Jawablah pertanyaan berikut berdasarkan kutipan tentang KH Ahmad Rifai Arief:
1. Dari kampung mana KH Ahmad Rifai Arief berasal?
2. Berapa jumlah lembaga pendidikan Islam yang berhasil ia dirikan?
3. Apa nama sekolah tinggi yang termasuk di antara lembaga tersebut?

Kutipan Bacaan
++++++++++
Mujadid
KH Ahmad Rifai Arief, Ulama Santun Pendidik Umat
KH Ahmad Rifai Arief adalah Ulama dari Kampung Pasir Gintung. Dia sukses mendirikan banyak pondok pesantren.
Untuk merintis sebuah pondok pesantren, seseorang perlu berikhtiar dan melalui upaya yang tidak mudah. Bila lebih dari satu lembaga didirikannya, tentu kerja keras yang dilaluinya luar biasa.
Itulah yang dialami KH Ahmad Rifa’i Arief. Ulama dari Tangerang, Banten, tersebut berhasil mendirikan empat lembaga pendidikan Islam sekaligus. Keempatnya adalah Pondok Pesantren Daar el-Qolam, Pondok Pesantren La Tansa, Pondok Pesantren Sakinah La Lahwa, serta Sekolah Tinggi Ilmu Ekonomi/Sekolah Tinggi Agama Islam (STIE/STAI) La Tansa Mashiro.
++++++++++
Entri Tersimpan
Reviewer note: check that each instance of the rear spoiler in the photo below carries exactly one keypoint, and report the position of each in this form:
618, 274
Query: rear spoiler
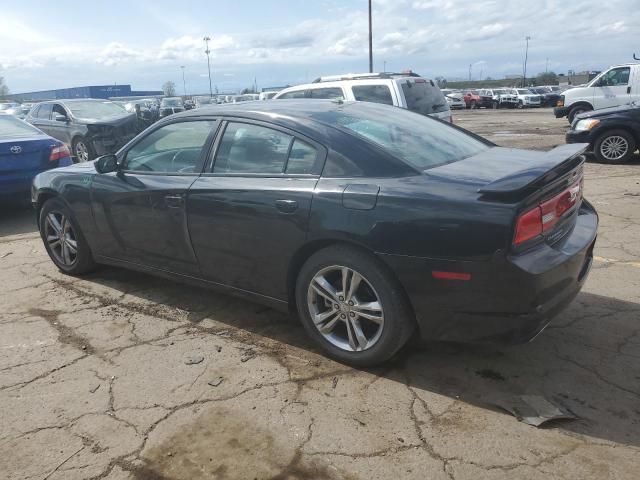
554, 164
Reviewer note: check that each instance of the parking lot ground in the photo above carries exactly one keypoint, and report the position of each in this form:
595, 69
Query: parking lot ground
119, 375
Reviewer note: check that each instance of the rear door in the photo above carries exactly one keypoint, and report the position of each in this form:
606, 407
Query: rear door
248, 213
140, 211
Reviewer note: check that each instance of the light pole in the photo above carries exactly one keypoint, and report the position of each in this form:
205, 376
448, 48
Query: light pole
370, 41
207, 51
184, 84
526, 56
++++++++++
Jawaban Tertulis
1. Kampung Pasir Gintung.
2. Empat lembaga.
3. Sekolah Tinggi Ilmu Ekonomi/Sekolah Tinggi Agama Islam (STIE/STAI) La Tansa Mashiro.